Leaving the images out, output each entry below exactly.

'''

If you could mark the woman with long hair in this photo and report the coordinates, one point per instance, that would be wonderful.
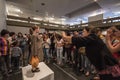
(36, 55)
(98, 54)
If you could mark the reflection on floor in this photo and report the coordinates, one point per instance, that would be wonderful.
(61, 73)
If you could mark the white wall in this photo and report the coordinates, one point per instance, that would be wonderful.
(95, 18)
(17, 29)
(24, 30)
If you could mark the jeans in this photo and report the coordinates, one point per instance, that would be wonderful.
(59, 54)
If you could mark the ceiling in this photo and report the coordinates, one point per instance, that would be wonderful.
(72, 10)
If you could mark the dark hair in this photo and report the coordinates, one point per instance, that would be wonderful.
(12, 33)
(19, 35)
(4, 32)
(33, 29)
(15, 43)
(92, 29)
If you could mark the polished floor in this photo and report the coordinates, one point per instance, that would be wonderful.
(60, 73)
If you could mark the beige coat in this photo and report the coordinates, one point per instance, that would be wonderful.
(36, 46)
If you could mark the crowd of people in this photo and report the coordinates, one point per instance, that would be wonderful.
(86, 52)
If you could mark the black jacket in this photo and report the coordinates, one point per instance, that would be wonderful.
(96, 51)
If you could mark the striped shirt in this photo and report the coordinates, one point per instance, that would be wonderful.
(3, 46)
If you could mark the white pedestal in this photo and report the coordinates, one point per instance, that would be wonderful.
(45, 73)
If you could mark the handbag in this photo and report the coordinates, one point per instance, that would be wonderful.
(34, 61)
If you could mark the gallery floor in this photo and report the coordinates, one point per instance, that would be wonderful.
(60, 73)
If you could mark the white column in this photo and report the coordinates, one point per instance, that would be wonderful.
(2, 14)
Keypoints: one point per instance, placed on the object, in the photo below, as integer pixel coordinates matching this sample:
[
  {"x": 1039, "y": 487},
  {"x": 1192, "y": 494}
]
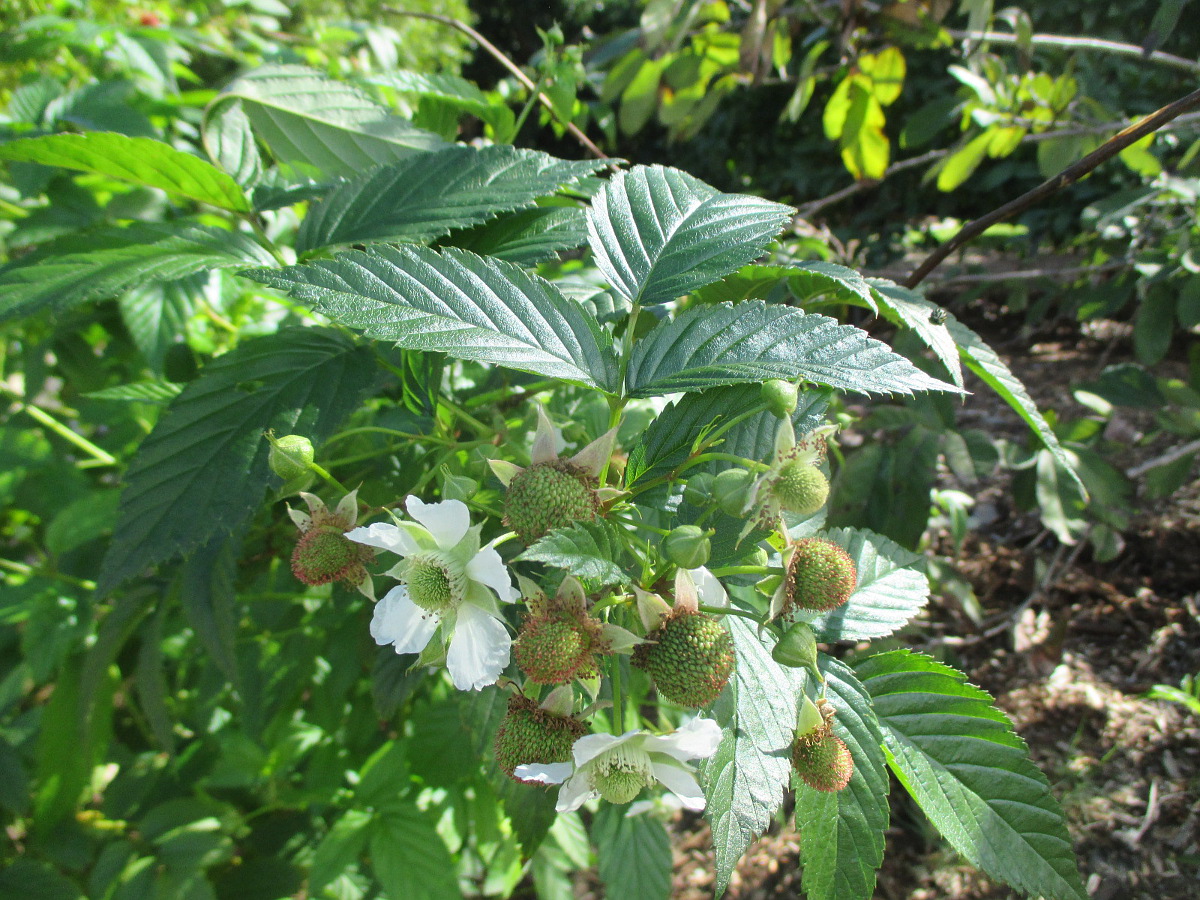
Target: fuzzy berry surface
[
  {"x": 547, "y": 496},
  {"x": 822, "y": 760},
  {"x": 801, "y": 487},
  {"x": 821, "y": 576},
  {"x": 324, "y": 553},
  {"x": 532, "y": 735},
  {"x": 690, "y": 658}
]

'''

** Written answer **
If you could mark the woman with long hair in this photo and report the coordinates, one point per instance, that would be wonderful.
(36, 55)
(98, 54)
If you could mark the reflection on floor in this photo and report the coordinates, one point per instance, that would be wonderful.
(61, 73)
If you could mark the white wall in this photo and report the coordinates, one point per instance, that would be wonderful.
(95, 18)
(17, 29)
(24, 30)
If you could mark the jeans in this photo and report the coordinates, one point per instance, that would be wonderful.
(59, 54)
If you could mark the ceiling in this photo and report the coordinates, one point per instance, that would be wonderful.
(72, 10)
If you could mark the dark hair in this photo and report the coordinates, one point per instance, that would be wonderful.
(12, 33)
(19, 35)
(4, 32)
(33, 29)
(15, 43)
(92, 29)
If you could mark the polished floor in this photo and report the coordinates, one point per instance, that would be wonderful.
(60, 73)
If you could mark the beige coat in this photo and report the coordinates, one point per instance, that would be wonderful.
(36, 46)
If you could mark the crowd of people in this photo and report the coordinates, one point per instance, that would be wonderful.
(86, 52)
If you could mark the black jacket in this photo and report the coordinates, one point per instance, that would be wonderful.
(96, 51)
If you could mark the striped shirt in this photo and report the coordinates, one point per instance, that would be wonderful.
(3, 46)
If you could mark the white pedestal in this photo and report the coordinates, one point per instance, that would be wonderful.
(45, 73)
If you could mark the handbag in this photo and report the coordinates, one point per instance, that would be wonderful.
(34, 61)
If you could mark the gallery floor in this photo and report the coordinates, one point per instance, that would be wonderful.
(60, 73)
If you could mark the white column in this photo and report the coordinates, one point per instance, that would be wonderful.
(2, 14)
Keypoints: one point per instance, placed on the object, in the photo below, as integer pixel coordinates matching this sample:
[
  {"x": 1039, "y": 487},
  {"x": 1192, "y": 494}
]
Target: fuzzy berry surface
[
  {"x": 547, "y": 496},
  {"x": 822, "y": 760},
  {"x": 801, "y": 487},
  {"x": 821, "y": 576},
  {"x": 324, "y": 553},
  {"x": 532, "y": 735},
  {"x": 690, "y": 658}
]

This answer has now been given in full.